● DESCRIPTION OF THE TASK: From first line to last, the records below are to be duplicated exactly.

Region pointing data:
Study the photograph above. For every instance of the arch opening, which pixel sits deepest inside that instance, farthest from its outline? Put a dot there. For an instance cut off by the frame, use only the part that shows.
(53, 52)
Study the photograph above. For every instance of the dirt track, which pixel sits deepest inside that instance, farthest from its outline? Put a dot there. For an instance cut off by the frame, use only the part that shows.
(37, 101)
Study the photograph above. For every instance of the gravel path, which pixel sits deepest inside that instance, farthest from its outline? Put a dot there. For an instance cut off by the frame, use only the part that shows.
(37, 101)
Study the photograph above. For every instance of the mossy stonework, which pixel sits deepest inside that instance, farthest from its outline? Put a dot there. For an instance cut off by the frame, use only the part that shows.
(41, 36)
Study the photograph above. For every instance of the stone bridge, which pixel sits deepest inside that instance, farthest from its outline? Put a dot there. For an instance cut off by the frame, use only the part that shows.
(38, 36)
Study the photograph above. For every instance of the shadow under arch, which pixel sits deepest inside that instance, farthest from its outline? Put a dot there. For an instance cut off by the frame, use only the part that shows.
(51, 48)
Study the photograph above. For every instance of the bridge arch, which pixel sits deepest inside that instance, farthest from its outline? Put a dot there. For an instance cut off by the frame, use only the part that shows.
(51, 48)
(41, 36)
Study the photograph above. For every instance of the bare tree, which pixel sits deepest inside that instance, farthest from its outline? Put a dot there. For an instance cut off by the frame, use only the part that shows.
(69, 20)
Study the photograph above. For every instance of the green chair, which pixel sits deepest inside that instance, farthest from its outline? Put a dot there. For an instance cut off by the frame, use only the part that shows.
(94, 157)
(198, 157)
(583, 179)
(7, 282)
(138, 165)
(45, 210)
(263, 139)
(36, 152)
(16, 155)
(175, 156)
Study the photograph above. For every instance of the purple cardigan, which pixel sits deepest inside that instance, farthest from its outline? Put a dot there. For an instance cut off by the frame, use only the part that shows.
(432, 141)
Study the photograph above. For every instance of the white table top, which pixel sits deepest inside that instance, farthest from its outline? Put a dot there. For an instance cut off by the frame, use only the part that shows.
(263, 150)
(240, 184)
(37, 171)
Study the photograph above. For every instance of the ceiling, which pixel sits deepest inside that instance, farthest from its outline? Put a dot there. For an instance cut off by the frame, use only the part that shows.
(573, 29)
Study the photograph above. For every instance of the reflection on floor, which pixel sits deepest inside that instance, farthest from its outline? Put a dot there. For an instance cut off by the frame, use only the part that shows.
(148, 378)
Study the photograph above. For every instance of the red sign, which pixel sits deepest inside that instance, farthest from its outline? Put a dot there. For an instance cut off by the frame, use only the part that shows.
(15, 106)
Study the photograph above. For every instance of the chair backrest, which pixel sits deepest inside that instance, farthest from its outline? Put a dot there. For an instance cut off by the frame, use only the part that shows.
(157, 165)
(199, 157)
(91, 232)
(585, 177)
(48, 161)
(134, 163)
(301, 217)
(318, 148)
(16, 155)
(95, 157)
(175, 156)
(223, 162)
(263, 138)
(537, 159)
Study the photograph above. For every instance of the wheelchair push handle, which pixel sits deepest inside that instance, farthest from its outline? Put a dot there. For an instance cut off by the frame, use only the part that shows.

● TASK ANSWER:
Study the photograph above. For every instance of the arch opening, which pixel sits deepest inside that instance, farthest from its outline? Put a dot there. For an instance cut off by the frame, use only the part that shows.
(53, 52)
Study the photograph above. For every instance of the dirt track, which pixel sits deepest inside that instance, farthest from its outline? Put a dot there. For an instance cut off by the frame, use only the part that shows.
(37, 101)
Study the photograph above. For every instance of the gravel path, which pixel sits deepest inside that instance, farthest from its outline? Put a dot there. For an instance cut off by the frame, use only the part that shows.
(37, 101)
Study the photograph above. For every instance of the mossy stonework, which pixel sits deepest inside that instance, farthest from its outline? Put a dot there. For an instance cut off by the frame, use only the part that shows.
(41, 36)
Study the photograph above. For every instance of the stone bridge, which pixel sits deepest inside that instance, farthest from its outline? Put a dot there. For an instance cut off by the frame, use only the part that shows.
(38, 36)
Study the photograph above. For every instance of the shadow under arch, which pixel sits deepest inside that instance, farthest from its outline? Put a dot there. For an instance cut off by the frame, use only the part that shows.
(51, 48)
Study the photograph above. For every instance of the bridge arch, which pixel sits deepest inside that instance, farthest from its outline? Put a dot there. For an instance cut off by the frame, use only the part that shows.
(51, 48)
(41, 36)
Study the photograph above. For every instance of the bare tree, which pixel sits deepest inside that instance, farthest from its outline? Put a dot there. For an instance cut off by the frame, use only the part that shows.
(69, 20)
Study the photograph above. For every instance of the green chair, which pixel sits deepest inside that instance, farthest from its outline? Put a dot there. For an instance cut off by the frame, use only the part that shows.
(94, 157)
(198, 157)
(583, 179)
(7, 282)
(138, 165)
(45, 210)
(263, 139)
(36, 152)
(16, 155)
(175, 156)
Study the photograph above. For every instance of the purple cardigan, which pixel sits deepest inside that instance, farthest from its outline? Put a dot there. For an instance cut off by the frame, use only the part that shows.
(432, 141)
Study the photograph above. For every instance of the white table top, which pixel sits deepest inside that instance, farthest from its outline? Put a dot there. For an instance cut off by the frame, use only the part that shows.
(263, 150)
(240, 184)
(37, 171)
Study the photograph above. For every instance of the ceiling, which pixel sits deepest inside that instance, farthest from its outline? Put a dot there. For an instance cut off by the frame, use only the part that shows.
(573, 29)
Study the photograph above. For every instance of the reflection on floor, which pixel sits deepest inside that instance, farthest from its outline? Put a dot there. For an instance cut off by the frame, use only the part that shows.
(148, 378)
Study the photograph above. For every instance of the red sign, which pixel sits deepest inside that instance, farthest from its outline? Put a dot there. For an instance cut off by the frame, use only the part that shows.
(15, 106)
Study the photograph above. For every instance of the chair backrest, which pixel sits deepest inside that instance, farthest from its outline? Put a dot there. For an instance cut off by the frame, use only the part that shows.
(157, 165)
(199, 157)
(91, 232)
(585, 177)
(48, 161)
(134, 163)
(301, 217)
(318, 148)
(16, 155)
(95, 157)
(175, 156)
(223, 162)
(263, 138)
(537, 159)
Study the photograph above. For every instance of the wheelchair push handle, which pixel sits deepest inside that instance, farthest from its outline? Put a dot there. For an instance cut off by the frame, use only the part that shows.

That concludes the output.